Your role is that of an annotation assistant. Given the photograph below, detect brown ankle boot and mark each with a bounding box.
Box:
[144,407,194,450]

--

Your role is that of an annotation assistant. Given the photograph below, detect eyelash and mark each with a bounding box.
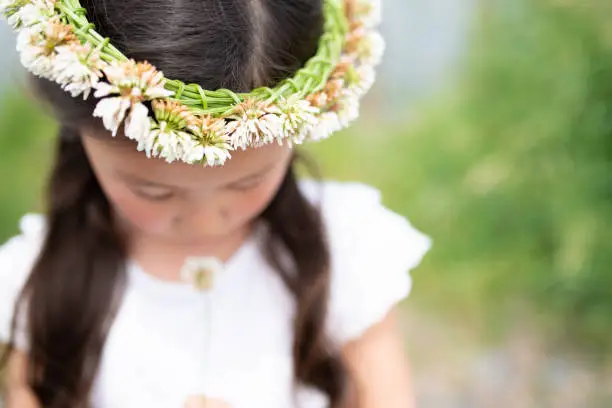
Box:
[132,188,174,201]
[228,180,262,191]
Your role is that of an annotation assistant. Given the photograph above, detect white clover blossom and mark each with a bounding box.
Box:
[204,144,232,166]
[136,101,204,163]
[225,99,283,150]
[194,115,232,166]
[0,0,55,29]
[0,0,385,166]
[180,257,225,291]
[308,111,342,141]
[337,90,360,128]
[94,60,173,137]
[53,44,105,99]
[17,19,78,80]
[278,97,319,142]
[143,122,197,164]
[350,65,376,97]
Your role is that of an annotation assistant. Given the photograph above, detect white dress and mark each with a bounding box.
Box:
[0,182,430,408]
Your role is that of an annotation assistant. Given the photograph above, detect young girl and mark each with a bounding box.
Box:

==

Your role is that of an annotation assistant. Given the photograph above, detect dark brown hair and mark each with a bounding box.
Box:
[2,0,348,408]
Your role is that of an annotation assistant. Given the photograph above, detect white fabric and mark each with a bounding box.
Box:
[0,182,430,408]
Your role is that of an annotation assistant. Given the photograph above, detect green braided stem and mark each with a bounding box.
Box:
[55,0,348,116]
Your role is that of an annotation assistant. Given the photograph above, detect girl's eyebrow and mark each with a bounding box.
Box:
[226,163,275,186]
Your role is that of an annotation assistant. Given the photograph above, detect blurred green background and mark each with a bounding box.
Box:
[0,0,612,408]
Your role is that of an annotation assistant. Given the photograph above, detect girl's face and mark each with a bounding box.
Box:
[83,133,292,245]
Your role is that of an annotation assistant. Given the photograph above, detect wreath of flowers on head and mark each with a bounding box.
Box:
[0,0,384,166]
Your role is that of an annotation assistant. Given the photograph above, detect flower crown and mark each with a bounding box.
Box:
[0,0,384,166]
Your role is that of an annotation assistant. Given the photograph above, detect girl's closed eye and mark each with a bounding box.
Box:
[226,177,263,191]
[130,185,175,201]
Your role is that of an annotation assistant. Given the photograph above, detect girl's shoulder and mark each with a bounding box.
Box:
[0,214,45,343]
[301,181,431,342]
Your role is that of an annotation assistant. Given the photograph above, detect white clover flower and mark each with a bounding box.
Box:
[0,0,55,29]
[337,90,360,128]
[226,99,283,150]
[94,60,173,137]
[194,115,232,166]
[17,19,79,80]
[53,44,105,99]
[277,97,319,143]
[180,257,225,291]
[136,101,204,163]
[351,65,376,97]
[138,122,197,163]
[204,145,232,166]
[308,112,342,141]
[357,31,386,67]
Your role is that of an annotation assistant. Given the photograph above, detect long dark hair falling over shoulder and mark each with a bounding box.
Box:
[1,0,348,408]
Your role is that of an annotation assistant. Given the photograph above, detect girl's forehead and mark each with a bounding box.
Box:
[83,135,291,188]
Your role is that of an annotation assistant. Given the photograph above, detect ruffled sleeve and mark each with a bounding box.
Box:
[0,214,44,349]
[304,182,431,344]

TO DO.
Format the records as a Markdown table with the columns Row and Line, starting at the line that contains "boot and mark each with a bounding box." and ending after the line that contains "[144,407,194,450]". Number each line in order and leave out blank lines.

RESULT BELOW.
| Row | Line |
|---|---|
| 1 | Your role is that of an annotation assistant. Given the photograph below, detect brown ankle boot and mark each with a bounding box. |
| 2 | Box: |
| 3 | [144,407,194,450] |